- Born: Christopher Allen Camozzi November 20, 1986 (age 39) Alameda, California, U.S.
- Height: 6 ft 3 in (1.91 m)
- Weight: 205 lb (93 kg; 14 st 9 lb)
- Division: Light heavyweight Middleweight
- Reach: 78 in (200 cm)
- Stance: Southpaw
- Fighting out of: Lakewood, Colorado, U.S.
- Team: Gumm MMA & Fitness (formerly) Factory X Muay Thai (2010–2020) Genesis Training Center (2020–present)
- Rank: Black belt in Brazilian Jiu-Jitsu under Steve Hordinski
- Years active: 2006–present

Kickboxing record
- Total: 4
- Wins: 3
- By knockout: 2
- Losses: 1

Mixed martial arts record
- Total: 42
- Wins: 27
- By knockout: 8
- By submission: 7
- By decision: 12
- Losses: 15
- By knockout: 1
- By submission: 6
- By decision: 8

Bare-knuckle boxing record
- Total: 6
- Wins: 4
- By knockout: 3
- Losses: 2
- By knockout: 0

Other information
- Mixed martial arts record from Sherdog

= Chris Camozzi =

American mixed martial arts fighter (born 1986)

Christopher Allen Camozzi (born November 20, 1986) is an American professional Glory kickboxer, mixed martial artist and bare-knuckle boxer. He currently competes for the Bare Knuckle Fighting Championship, where he is a former BKFC Cruiserweight World Champion. A professional MMA competitor since 2006, Camozzi has formerly competed in the Middleweight division of the Ultimate Fighting Championship, MFC, Shark Fights, HDNet Fights, and was also a contestant on Spike TV's 11th season of The Ultimate Fighter in 2010.

As of April 13, 2026, he is #1 in the BKFC cruiserweight rankings.

==Background==
Camozzi is from Alameda, California and competed in wrestling and rugby in high school. Camozzi then continued his rugby career at Fort Lewis College, but soon dropped out and headed back home to train in Muay Thai and Brazilian jiu-jitsu. A coach of Camozzi's, who had fought in some of the earlier UFC events, asked Camozzi if he was interested in mixed martial arts, and Camozzi soon began his career.

DATA PROVIDED:
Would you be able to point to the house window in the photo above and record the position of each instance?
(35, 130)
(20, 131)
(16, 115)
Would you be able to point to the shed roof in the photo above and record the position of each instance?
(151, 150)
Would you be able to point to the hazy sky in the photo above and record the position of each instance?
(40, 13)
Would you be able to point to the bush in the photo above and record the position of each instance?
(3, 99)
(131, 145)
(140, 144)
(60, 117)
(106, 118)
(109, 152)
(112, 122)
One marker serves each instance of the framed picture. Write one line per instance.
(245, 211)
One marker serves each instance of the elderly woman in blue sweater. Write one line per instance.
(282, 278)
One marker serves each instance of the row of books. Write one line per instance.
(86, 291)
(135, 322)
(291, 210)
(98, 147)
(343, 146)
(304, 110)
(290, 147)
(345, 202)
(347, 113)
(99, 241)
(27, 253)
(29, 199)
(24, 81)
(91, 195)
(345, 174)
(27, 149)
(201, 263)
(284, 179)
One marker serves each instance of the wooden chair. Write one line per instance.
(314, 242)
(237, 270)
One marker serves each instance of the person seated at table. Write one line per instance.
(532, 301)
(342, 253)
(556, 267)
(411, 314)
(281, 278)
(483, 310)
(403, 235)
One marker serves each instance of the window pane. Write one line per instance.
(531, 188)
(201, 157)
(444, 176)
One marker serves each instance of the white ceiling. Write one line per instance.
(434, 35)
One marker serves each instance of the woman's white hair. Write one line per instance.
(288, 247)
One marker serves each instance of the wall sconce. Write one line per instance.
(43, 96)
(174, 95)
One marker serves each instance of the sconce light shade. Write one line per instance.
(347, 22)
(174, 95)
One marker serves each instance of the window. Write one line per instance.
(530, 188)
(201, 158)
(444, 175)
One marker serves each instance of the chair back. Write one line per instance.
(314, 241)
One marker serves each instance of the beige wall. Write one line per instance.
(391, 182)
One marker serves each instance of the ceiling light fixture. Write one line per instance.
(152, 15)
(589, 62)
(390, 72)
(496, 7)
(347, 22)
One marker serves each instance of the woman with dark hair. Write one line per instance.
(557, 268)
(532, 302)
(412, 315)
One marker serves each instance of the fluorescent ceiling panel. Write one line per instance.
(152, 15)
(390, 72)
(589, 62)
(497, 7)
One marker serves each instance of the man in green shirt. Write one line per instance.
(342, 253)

INSTRUCTIONS:
- 1) Echo the portion of the Chris Camozzi profile starting with "- Born: Christopher" and going on through "in (200 cm)".
- 2) In the Chris Camozzi profile, at which college did Camozzi continue his rugby career?

WRITTEN RESPONSES:
- 1)
- Born: Christopher Allen Camozzi November 20, 1986 (age 39) Alameda, California, U.S.
- Height: 6 ft 3 in (1.91 m)
- Weight: 205 lb (93 kg; 14 st 9 lb)
- Division: Light heavyweight Middleweight
- Reach: 78 in (200 cm)

- 2) Fort Lewis College